■ **To do**:
Copy out all of the data exactly as it appears.

○ ○ ○ ○ ○ ○ ○

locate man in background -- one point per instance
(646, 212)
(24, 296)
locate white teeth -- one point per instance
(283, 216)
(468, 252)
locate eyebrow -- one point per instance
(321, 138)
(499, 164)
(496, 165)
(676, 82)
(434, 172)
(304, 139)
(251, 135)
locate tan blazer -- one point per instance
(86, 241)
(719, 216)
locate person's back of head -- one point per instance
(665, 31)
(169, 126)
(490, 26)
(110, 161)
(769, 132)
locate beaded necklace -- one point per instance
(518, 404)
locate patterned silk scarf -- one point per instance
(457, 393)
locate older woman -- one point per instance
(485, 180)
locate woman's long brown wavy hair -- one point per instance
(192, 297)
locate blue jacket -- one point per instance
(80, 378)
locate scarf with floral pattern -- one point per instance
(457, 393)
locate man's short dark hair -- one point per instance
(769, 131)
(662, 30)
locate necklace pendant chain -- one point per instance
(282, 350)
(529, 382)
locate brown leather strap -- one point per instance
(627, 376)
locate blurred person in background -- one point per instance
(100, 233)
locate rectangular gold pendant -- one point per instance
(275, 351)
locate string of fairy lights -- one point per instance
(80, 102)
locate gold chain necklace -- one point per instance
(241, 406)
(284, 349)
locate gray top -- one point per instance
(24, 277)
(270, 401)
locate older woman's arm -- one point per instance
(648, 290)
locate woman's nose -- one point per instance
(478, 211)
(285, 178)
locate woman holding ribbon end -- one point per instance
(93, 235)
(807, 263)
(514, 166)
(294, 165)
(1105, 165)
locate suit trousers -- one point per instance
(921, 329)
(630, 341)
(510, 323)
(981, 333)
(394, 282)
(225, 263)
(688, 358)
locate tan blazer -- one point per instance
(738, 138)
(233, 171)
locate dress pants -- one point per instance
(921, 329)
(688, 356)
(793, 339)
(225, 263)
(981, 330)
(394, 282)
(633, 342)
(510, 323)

○ ○ ○ ○ ○ ○ ○

■ **Result**:
locate man in background -- one point per instance
(646, 212)
(24, 296)
locate white teeth -- one point per instance
(283, 216)
(468, 252)
locate eyebrow -- one point per instance
(321, 138)
(499, 164)
(496, 165)
(676, 82)
(434, 172)
(304, 139)
(251, 135)
locate tan blazer -- one point per instance
(86, 241)
(719, 216)
locate person's back of head -- one point per instance
(665, 31)
(169, 126)
(490, 26)
(110, 161)
(769, 132)
locate beaded necklace -- one point per instance
(518, 404)
locate patterned silk scarf -- one point per instance
(457, 393)
locate older woman -- one point per instance
(485, 180)
locate woman's long brown wavy hair -- one point per instance
(192, 297)
locate blue jacket -- one point per instance
(80, 378)
locate scarf with floral pattern -- one point per instance
(457, 393)
locate man's short dark hair -- one point per instance
(769, 131)
(662, 30)
locate necklace pendant chain -- one point per instance
(282, 350)
(529, 382)
locate brown leather strap -- one point per instance
(627, 376)
locate blurred person in background -- one point per instance
(100, 233)
locate rectangular gold pendant -- one point per instance
(275, 351)
locate string of fairy lights -- one point per instance
(80, 102)
locate gold chain necklace -- one point per instance
(241, 406)
(284, 349)
locate gray top -- one point per instance
(24, 277)
(270, 401)
locate older woman's arm -- one point per instance
(648, 290)
locate woman's nose -- one point per instance
(478, 211)
(285, 178)
locate woman holding ribbon end -- one point per instance
(93, 235)
(807, 263)
(514, 166)
(294, 165)
(1105, 165)
locate suit trousers -- one point per instance
(921, 329)
(630, 341)
(510, 323)
(981, 333)
(394, 282)
(225, 263)
(688, 358)
locate tan blazer -- one point per instance
(738, 138)
(233, 171)
locate dress pants -- one point per instance
(921, 329)
(688, 356)
(793, 339)
(225, 263)
(981, 330)
(394, 282)
(633, 342)
(510, 323)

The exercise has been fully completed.